──────── Text for analysis ────────

West Riding Pauper Lunatic Asylum

Tales from West Riding Pauper Lunatic Asylum

by Ian Dewhirst

There is already an extensive literature on the Victorian treatment of mental health, but David Scrimgeour’s study of the West Riding Pauper Lunatic Asylum at Wakefield (Wakefield Asylum) adopts the less typical viewpoint of the patients themselves.

Thanks to surviving case notes, annual reports, letters and newspaper accounts, backed up by the records of fourteen archives and museums, Mr Scrimgeour has resurrected the stories of 158 of the forgotten thousands who passed through the Asylum during the first fifty years of its existence from 1818 to 1869.

He calls his unfortunates ‘proper people’ as a play on their committal warrants declaring each a ‘proper person’ to be admitted. And what a varied, sad and sometimes intriguing collection of people they were!

──────── Information ────────

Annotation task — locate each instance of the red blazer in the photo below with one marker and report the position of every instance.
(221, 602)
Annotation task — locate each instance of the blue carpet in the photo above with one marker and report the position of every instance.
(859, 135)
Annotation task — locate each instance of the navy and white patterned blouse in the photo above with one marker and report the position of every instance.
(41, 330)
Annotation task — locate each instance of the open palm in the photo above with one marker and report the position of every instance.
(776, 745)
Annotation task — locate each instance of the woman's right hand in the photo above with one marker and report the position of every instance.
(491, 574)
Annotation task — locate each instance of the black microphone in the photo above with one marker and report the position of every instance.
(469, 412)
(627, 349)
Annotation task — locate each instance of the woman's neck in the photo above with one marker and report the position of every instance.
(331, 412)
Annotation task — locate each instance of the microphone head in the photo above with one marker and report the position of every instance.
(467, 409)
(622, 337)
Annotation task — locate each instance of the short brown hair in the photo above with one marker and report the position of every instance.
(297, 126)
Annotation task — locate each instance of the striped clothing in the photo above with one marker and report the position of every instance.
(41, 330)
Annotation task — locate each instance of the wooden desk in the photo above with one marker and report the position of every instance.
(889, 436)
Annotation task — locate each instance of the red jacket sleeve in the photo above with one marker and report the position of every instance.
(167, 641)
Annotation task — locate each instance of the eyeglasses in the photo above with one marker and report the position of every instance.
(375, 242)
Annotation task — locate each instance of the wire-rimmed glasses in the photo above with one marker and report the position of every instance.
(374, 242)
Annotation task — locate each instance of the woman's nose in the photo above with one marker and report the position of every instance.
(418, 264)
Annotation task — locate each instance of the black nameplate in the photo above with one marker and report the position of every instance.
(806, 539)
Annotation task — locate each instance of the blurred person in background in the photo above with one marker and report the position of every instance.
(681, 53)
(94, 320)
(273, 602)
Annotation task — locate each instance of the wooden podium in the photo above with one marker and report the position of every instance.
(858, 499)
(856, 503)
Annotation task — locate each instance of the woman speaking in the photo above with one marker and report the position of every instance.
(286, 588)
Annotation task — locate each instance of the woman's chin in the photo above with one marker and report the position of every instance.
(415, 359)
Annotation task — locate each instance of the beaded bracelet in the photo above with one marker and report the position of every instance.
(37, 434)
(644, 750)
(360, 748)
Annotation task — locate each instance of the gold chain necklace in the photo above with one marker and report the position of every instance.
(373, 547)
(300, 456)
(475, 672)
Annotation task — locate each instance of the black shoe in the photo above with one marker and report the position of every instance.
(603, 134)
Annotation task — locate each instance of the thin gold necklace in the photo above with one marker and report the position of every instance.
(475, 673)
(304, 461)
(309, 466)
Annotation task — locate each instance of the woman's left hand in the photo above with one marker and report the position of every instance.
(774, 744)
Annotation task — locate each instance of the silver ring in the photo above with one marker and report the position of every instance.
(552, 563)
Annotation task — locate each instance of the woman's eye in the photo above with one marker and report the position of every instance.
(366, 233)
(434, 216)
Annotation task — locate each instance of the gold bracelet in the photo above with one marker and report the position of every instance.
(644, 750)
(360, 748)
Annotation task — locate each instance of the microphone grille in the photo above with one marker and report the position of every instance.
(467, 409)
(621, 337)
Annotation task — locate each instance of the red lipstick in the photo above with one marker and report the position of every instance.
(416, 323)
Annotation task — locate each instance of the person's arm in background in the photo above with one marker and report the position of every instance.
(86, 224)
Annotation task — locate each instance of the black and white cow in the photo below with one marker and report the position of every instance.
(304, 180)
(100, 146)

────────
──────── Information ────────

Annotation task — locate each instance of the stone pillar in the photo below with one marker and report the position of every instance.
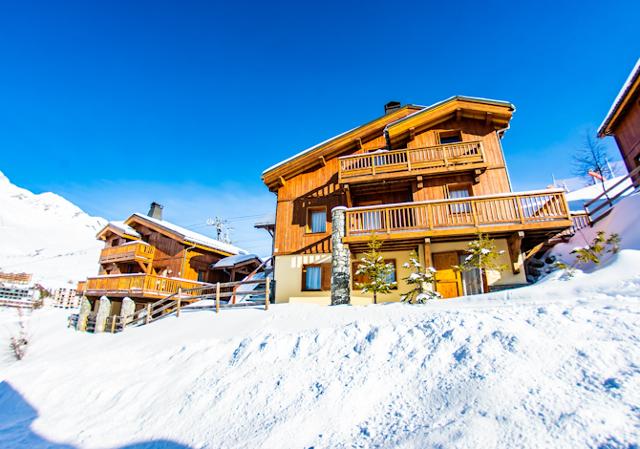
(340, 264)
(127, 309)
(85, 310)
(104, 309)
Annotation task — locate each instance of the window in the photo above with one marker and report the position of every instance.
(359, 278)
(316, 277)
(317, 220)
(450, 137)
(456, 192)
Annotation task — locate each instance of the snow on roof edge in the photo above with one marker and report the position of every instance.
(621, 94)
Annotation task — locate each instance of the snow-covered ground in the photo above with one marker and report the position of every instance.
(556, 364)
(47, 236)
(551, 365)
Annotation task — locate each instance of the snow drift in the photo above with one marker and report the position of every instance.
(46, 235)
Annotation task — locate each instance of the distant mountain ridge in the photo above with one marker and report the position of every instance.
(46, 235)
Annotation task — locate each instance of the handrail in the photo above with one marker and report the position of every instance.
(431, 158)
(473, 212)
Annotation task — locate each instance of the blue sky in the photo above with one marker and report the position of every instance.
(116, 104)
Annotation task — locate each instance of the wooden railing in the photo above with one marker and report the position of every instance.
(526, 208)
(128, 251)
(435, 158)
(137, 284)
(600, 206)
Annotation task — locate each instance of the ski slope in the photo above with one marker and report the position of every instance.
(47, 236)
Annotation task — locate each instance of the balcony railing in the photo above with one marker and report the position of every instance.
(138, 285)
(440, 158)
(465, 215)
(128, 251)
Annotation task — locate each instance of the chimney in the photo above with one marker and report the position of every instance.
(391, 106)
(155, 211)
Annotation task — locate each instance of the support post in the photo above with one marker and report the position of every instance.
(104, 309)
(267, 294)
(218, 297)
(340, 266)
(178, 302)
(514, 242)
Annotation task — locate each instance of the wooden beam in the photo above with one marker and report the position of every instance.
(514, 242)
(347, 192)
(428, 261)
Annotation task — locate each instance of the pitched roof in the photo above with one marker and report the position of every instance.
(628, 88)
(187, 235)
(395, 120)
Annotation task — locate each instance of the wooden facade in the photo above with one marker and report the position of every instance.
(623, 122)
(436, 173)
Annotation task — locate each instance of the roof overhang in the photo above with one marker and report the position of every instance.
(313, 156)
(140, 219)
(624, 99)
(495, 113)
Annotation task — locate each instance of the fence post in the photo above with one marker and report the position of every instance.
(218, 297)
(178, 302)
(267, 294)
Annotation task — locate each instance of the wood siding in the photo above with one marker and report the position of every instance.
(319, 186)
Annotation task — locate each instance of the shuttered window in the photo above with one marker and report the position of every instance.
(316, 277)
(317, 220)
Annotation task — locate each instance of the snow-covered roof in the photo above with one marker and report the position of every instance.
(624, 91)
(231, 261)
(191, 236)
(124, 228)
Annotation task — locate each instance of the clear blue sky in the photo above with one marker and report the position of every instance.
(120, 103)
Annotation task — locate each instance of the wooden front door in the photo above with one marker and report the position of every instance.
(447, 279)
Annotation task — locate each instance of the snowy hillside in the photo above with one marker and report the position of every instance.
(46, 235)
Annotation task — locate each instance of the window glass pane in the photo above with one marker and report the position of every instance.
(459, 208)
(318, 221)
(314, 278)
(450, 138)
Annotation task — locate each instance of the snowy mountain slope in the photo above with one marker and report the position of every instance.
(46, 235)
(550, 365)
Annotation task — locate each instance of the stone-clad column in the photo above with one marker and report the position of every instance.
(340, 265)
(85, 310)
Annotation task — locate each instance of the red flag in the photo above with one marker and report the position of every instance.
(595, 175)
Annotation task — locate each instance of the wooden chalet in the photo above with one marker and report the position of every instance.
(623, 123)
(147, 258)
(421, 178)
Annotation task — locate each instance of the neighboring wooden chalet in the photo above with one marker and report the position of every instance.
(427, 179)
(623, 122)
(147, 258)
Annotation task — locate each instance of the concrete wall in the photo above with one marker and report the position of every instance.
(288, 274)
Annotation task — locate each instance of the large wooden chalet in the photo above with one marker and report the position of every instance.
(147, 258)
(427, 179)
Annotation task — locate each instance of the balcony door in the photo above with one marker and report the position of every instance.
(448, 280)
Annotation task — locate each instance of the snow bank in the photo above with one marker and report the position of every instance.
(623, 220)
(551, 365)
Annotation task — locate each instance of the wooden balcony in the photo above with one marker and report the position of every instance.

────────

▶ **Exercise description**: Resume the review of David Scrimgeour's study of the Wakefield Asylum, picking up after its last sentence.

▶ **Expected answer**:
West Riding Pauper Lunatic Asylum

Stanley Royd Hospital, Wakefield

A wood carver, discharged as recovered after eight months, who put his stay to good use carving an eagle lectern for the Asylum chapel; a Gomersal cloth weaver turned suicidal because of ‘the reading of Writings rendering him dissatisfied with his condition’; a twenty-year-old iron moulder from Halifax who thought it his duty ‘to pray on the Hills and Highways’, and who escaped only to be found drowned in the River Calder; a tailor from Bradford, ‘disappointed in love’, confined for 49 years at a total cost of £2,000; an alcoholic ‘stage player’, cured of mania within two months, who treated 400 of his fellow-patients to a dramatic entertainment which included performing dogs; a laundress, discharged to the care of her daughter after 32 years, who paid fanatical attention to her physicians’ linen, and a Sheffield housekeeper who after a brief incarceration thanked the Asylum management by way of a published poem.

There was even a young man from East Ardsley who had served as an officer throughout the American Civil War, and who may have been suffering from the then undiagnosed post-traumatic stress.

Cases of the criminally insane offer the sequel to some sensational local events. When John Holdsworth, keeper of the Hawcliffe toll bar near Keighley, shot his wife dead in l86l, he made headlines throughout the West Riding, but once found not guilty on the ground of insanity and confined during Her Majesty’s pleasure, he disappeared from the newspapers. Here, however, we follow his subsequent progress, from the Wakefield Asylum to the State Criminal Lunatic Asylum at Bethlem Hospital in Southwark, London, thence to the new Broadmoor Criminal Lunatic Asylum in 1864. From there he wrote a number of poignant but fruitless letters requesting release, almost up to the time of his death in 1886.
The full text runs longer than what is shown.